Photo-based referring expression data

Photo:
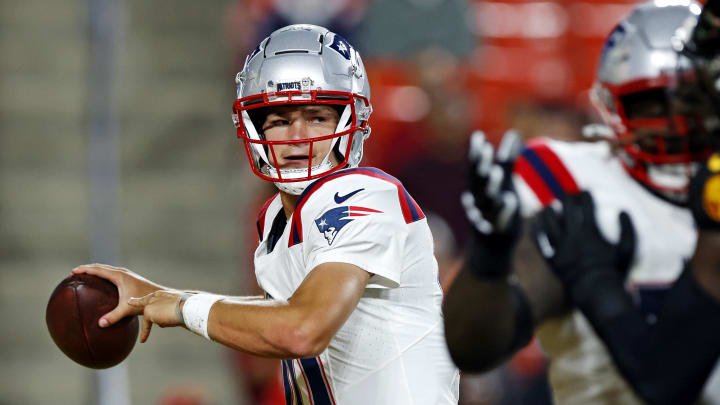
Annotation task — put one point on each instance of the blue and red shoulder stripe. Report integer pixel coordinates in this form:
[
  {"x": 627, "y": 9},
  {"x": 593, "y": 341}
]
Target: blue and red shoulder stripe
[
  {"x": 410, "y": 209},
  {"x": 545, "y": 173},
  {"x": 261, "y": 216}
]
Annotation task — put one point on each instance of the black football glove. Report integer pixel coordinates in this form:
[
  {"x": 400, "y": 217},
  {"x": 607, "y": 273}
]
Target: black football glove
[
  {"x": 704, "y": 195},
  {"x": 573, "y": 245},
  {"x": 491, "y": 205}
]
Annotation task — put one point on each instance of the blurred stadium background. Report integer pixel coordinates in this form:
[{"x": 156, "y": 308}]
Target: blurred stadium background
[{"x": 116, "y": 145}]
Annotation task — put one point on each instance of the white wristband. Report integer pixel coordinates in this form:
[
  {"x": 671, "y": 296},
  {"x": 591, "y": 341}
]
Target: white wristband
[{"x": 196, "y": 312}]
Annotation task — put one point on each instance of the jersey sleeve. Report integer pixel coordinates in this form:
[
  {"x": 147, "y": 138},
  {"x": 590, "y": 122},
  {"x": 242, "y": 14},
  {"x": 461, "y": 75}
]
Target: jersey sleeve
[
  {"x": 367, "y": 231},
  {"x": 541, "y": 177}
]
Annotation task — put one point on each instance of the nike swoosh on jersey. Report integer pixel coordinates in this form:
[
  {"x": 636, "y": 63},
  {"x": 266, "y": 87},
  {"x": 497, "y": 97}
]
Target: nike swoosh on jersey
[{"x": 340, "y": 200}]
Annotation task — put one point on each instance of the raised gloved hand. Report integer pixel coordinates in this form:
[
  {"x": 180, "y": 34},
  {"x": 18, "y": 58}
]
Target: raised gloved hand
[
  {"x": 491, "y": 205},
  {"x": 574, "y": 247}
]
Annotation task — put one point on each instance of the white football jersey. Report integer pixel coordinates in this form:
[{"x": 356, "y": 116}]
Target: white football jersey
[
  {"x": 581, "y": 370},
  {"x": 391, "y": 350}
]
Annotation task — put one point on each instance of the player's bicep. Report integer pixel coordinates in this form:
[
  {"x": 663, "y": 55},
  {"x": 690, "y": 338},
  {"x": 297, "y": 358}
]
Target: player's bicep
[{"x": 327, "y": 297}]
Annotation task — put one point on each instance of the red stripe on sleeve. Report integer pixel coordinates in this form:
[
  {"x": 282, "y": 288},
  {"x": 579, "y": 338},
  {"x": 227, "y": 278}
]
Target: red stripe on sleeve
[
  {"x": 261, "y": 215},
  {"x": 557, "y": 168},
  {"x": 533, "y": 180}
]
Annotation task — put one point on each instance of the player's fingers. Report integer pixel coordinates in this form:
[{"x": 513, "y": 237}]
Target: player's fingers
[
  {"x": 495, "y": 180},
  {"x": 587, "y": 206},
  {"x": 145, "y": 333},
  {"x": 541, "y": 241},
  {"x": 510, "y": 146},
  {"x": 508, "y": 210},
  {"x": 115, "y": 315},
  {"x": 141, "y": 301},
  {"x": 109, "y": 273},
  {"x": 550, "y": 223}
]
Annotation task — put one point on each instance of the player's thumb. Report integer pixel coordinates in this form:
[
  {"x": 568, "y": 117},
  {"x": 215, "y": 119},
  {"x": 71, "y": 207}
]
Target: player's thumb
[{"x": 626, "y": 244}]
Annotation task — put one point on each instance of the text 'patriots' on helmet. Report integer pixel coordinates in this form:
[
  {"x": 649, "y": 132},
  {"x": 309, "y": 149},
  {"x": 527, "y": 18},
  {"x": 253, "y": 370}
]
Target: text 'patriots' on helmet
[
  {"x": 638, "y": 66},
  {"x": 302, "y": 65}
]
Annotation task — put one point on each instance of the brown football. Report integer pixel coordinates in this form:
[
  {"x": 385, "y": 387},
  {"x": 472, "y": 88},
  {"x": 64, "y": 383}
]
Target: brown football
[{"x": 72, "y": 317}]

:: WORK INSTRUCTIONS ::
Retype the records above exactly, and keep any picture out of what you write.

:: SOLUTION BELOW ::
Photo:
Annotation task — put one point on each instance of the blue and red shoulder stripe. Report integer pixel coordinates in this form:
[
  {"x": 627, "y": 9},
  {"x": 593, "y": 341}
]
Target: blue and red shoulder stripe
[
  {"x": 410, "y": 209},
  {"x": 545, "y": 173},
  {"x": 261, "y": 216}
]
Annotation task — put one point on each instance of the black football glove. Report integer pixel coordinates in this form:
[
  {"x": 400, "y": 217},
  {"x": 607, "y": 273}
]
Target: black football glove
[
  {"x": 704, "y": 195},
  {"x": 573, "y": 245},
  {"x": 491, "y": 205}
]
Annotation task — put one point on each instance of the blurred stadium background. Report integer pixel coordinates in this form:
[{"x": 156, "y": 308}]
Target: blurred stadium background
[{"x": 116, "y": 145}]
Annotation task — put one point on each instance of the white wristband. Report integer pixel coordinates in this form:
[
  {"x": 671, "y": 296},
  {"x": 591, "y": 341}
]
Target: white wristband
[{"x": 196, "y": 312}]
Annotation task — put one point on each instance of the jersey sleeve. Report integer pixel coordinates in this form:
[
  {"x": 147, "y": 138},
  {"x": 590, "y": 122},
  {"x": 242, "y": 14},
  {"x": 461, "y": 75}
]
Target: jersey sleeve
[
  {"x": 367, "y": 231},
  {"x": 541, "y": 177}
]
Annotation task — put one point on each instance of the nike swoosh on jersey. Report integer pixel coordinates in this form:
[
  {"x": 636, "y": 63},
  {"x": 266, "y": 87},
  {"x": 497, "y": 97}
]
Target: nike swoosh on jersey
[{"x": 340, "y": 200}]
Annotation task — put one point on each instance of the raised gloved hand. Report integer pixel coordinates in this form:
[
  {"x": 180, "y": 34},
  {"x": 18, "y": 58}
]
Target: raised gloved hand
[
  {"x": 491, "y": 205},
  {"x": 574, "y": 247}
]
Annotation task — put one point on each instance of the white football jersey. Report integer pixel coordinates in this form:
[{"x": 356, "y": 116}]
Target: white football jersey
[
  {"x": 581, "y": 370},
  {"x": 391, "y": 350}
]
Annotation task — put one point on each instance of the player's bicep. Report integer pixel coordinates in this form:
[
  {"x": 663, "y": 55},
  {"x": 690, "y": 338},
  {"x": 297, "y": 358}
]
Target: player's bicep
[{"x": 327, "y": 297}]
Annotation task — put one point on each instance of the red stripe on sleeve. Report integer pixel coordinates in this form:
[
  {"x": 282, "y": 288},
  {"x": 579, "y": 338},
  {"x": 227, "y": 278}
]
Target: red stripe on sleeve
[
  {"x": 261, "y": 215},
  {"x": 557, "y": 168},
  {"x": 533, "y": 180}
]
Annotation task — put one point on each instance of the player's fingers. Report integer pixel coordinates in this form:
[{"x": 513, "y": 237}]
Target: player's fingers
[
  {"x": 495, "y": 180},
  {"x": 587, "y": 206},
  {"x": 145, "y": 333},
  {"x": 541, "y": 241},
  {"x": 510, "y": 146},
  {"x": 508, "y": 210},
  {"x": 115, "y": 315},
  {"x": 141, "y": 301},
  {"x": 109, "y": 273},
  {"x": 550, "y": 223}
]
Annotation task — put one point on each instance of the player's thumb. Report integer pixel coordinates in this form:
[
  {"x": 568, "y": 117},
  {"x": 215, "y": 119},
  {"x": 71, "y": 207}
]
Target: player's thumb
[{"x": 626, "y": 244}]
Annotation task — put one point on each instance of the text 'patriots' on helmet. Report integer pixel coordinates in this form:
[
  {"x": 649, "y": 132},
  {"x": 309, "y": 149},
  {"x": 527, "y": 18},
  {"x": 253, "y": 370}
]
Target: text 'patriots' on helmet
[
  {"x": 638, "y": 66},
  {"x": 302, "y": 65}
]
Annotation task — put one point on each instance of the brown football. Report integer pixel coordinates in this form:
[
  {"x": 385, "y": 387},
  {"x": 472, "y": 88},
  {"x": 64, "y": 383}
]
Target: brown football
[{"x": 72, "y": 317}]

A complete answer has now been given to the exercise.